- What to work on
Once the line containing "Would you mind pointing out the safety" is found in the data below, output that line and every line after it through the last, unchanged and with nothing else.

Start of Supplied material

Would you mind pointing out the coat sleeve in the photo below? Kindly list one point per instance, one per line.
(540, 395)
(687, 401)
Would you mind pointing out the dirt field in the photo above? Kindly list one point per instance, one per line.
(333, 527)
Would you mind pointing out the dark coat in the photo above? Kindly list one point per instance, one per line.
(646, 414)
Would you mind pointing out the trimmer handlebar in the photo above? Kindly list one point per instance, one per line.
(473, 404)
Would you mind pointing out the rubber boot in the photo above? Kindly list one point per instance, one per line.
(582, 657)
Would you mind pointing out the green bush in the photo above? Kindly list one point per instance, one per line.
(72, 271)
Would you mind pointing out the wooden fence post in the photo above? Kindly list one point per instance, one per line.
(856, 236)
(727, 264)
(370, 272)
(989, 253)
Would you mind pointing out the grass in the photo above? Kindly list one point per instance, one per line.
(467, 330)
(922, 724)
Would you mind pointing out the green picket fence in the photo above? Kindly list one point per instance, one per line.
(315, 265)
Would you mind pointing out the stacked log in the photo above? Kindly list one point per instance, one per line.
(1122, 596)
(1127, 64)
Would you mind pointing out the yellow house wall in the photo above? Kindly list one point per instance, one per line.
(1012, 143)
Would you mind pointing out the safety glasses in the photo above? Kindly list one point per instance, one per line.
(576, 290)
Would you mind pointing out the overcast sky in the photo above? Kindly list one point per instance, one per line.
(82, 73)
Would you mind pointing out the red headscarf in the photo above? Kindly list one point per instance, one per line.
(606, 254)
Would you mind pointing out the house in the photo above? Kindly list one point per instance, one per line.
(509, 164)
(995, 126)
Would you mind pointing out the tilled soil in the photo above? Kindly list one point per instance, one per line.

End of Supplied material

- Result of the task
Would you mind pointing out the safety glasses in the photo above? Kindly list one point per instance, one per line.
(576, 290)
Would you mind pointing out the overcast sky in the photo above? Kindly list one point per instance, one per line.
(82, 73)
Would you mind pointing out the red headscarf in the photo above? Kindly list one point per instance, one per line.
(606, 254)
Would you mind pointing out the house in the photo above? Kindly list one point per instance, one per line.
(509, 164)
(995, 126)
Would you mind pointing out the tilled soil in the photo above? Kindly list one point per instance, one per line.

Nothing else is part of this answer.